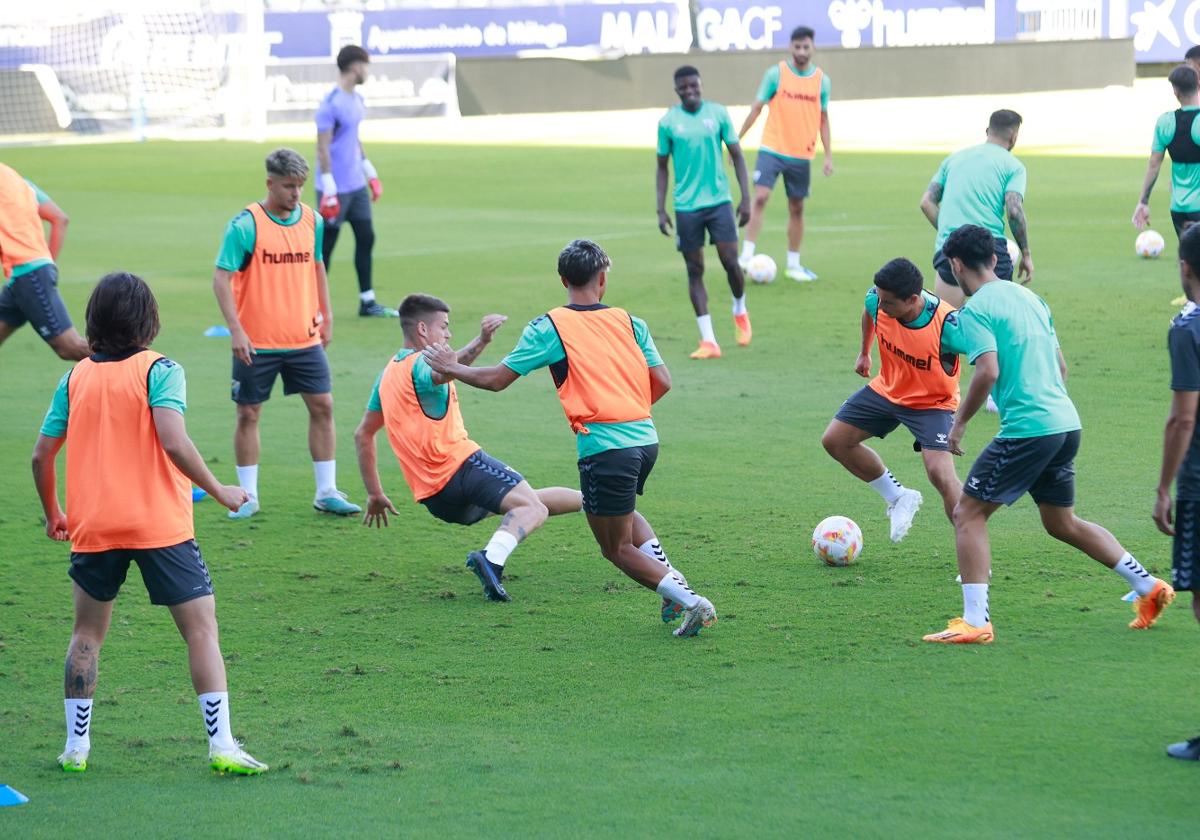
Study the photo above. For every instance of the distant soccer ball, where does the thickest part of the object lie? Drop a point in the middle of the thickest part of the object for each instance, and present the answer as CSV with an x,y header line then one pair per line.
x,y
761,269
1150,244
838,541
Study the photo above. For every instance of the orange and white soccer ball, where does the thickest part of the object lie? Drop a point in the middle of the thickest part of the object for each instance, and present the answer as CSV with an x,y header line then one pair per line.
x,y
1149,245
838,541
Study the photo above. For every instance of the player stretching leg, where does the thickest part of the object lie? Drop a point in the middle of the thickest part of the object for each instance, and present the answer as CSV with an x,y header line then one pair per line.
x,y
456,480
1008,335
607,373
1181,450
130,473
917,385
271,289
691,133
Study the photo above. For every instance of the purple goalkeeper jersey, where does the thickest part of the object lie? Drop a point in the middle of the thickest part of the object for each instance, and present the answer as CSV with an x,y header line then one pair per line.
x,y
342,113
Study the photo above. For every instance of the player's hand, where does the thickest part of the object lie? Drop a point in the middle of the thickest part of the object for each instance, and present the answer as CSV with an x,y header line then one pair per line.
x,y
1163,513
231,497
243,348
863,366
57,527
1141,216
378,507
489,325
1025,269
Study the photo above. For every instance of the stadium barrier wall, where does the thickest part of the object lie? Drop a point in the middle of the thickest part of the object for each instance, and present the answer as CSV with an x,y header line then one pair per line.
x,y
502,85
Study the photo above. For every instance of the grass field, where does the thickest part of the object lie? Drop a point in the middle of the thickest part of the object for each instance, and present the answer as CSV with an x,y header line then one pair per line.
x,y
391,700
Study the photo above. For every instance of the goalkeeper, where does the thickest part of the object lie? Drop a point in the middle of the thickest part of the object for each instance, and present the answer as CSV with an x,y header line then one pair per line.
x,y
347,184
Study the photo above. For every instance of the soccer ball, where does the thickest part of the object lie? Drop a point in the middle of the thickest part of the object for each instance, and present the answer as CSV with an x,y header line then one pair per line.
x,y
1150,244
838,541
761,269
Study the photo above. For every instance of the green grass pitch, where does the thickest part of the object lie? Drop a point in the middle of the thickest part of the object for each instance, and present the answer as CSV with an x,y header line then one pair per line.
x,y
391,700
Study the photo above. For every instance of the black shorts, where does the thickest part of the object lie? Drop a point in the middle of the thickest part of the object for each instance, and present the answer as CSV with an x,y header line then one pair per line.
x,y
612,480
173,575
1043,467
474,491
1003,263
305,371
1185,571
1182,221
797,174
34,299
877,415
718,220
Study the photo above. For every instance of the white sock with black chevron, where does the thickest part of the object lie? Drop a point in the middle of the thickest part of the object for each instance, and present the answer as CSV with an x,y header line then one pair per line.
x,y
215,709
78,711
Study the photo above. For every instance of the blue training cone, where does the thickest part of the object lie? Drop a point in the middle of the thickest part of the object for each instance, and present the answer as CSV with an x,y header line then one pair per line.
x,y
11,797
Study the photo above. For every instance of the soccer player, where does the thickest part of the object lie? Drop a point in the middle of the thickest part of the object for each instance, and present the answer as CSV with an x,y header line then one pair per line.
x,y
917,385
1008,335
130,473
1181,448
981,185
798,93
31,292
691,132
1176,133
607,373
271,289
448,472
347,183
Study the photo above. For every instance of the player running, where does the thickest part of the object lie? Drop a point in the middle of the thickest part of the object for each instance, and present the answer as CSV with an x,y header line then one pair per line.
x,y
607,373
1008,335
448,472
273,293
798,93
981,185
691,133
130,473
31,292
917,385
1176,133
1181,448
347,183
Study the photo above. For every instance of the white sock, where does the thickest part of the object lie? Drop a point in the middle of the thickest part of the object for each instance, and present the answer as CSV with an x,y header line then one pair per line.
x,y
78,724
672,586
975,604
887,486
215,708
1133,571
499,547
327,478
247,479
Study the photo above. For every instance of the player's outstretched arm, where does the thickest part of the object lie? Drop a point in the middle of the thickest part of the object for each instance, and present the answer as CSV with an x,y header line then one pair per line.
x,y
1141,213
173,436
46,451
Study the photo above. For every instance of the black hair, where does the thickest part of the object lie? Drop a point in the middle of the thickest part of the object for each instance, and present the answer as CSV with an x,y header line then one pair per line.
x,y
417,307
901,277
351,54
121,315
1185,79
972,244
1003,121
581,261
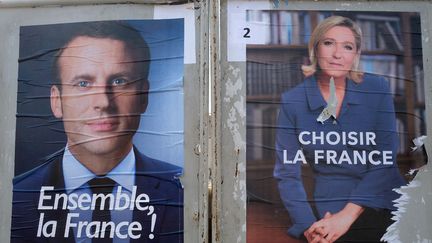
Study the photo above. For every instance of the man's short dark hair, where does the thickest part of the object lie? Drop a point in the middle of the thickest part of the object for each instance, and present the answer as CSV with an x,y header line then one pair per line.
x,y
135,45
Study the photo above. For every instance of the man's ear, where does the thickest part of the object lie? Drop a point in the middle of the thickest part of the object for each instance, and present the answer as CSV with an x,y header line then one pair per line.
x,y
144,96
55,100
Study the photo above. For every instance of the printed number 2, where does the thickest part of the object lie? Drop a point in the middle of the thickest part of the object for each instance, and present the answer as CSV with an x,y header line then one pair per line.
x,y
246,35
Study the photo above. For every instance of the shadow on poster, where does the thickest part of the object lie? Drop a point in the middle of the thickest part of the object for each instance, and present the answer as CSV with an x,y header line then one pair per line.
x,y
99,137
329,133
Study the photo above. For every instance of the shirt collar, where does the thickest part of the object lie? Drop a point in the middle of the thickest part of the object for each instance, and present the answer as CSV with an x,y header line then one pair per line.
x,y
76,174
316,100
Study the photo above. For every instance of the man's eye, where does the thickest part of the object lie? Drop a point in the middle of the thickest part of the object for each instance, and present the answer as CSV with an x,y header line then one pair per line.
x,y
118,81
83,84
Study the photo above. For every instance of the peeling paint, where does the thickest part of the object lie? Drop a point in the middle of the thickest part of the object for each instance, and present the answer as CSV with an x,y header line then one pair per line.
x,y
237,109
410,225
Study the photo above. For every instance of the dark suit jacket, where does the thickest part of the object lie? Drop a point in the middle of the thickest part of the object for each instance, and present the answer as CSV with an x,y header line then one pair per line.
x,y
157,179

**Aim**.
Starting at the line that contains "man's ear, where", print every line through the end of the listing, word for word. Leave out all the rest.

**Written response**.
Study the photo above. For every instance of the man's ear, where does the thickest part of the object lie? Drop a point in the middle of the thickest part of the object for each instance, and present the answer as CSV with an x,y header line then one pair per line.
x,y
144,96
55,100
Study the photo above. For every instance of the printed number 2, where does the thickest part of the object lie? Drop a point in the middle of the thickest part of the object for each instance, and present the answer as CSV with an x,y header line then one pair per line.
x,y
246,35
Study the photo above. For every instance of the shadow on poster, where does the thickest part of the object lie? Drop a point in the middle of the thickest part of the object for each instance, and present the answer as CSV with an x,y header line then one pair per line.
x,y
99,137
329,133
Study the photo above. For every instance of the shirt collar, where does the thickest part of the object lie? Drop a point in the middle of the thickest part of the object for each instance, and present the answer as CSV with an x,y header line then one pair per line.
x,y
76,174
316,100
Study the photo above. For every instance of the man's eye, where does the thickest part of the object lie? Drop a point in the middle of the thickest part of the object for each instance, and present the answer as CSV with an x,y header line then one pair per line.
x,y
118,81
83,84
Study the photo above. For every instance of the peeling paint, where does the thickest part of the object lie? Drop a point in the middle of the thickest part of the object for each instance, and present the answer as CSV with an x,y header line then one pair per line.
x,y
237,109
410,225
Study the photo above. For every instance of the dark suit jacket, where does the thickest part of the object lie? Drop a point in the middle of the thickest part of the object for each instance, and present the answer as CSV with an x,y header line then one pair per line.
x,y
157,179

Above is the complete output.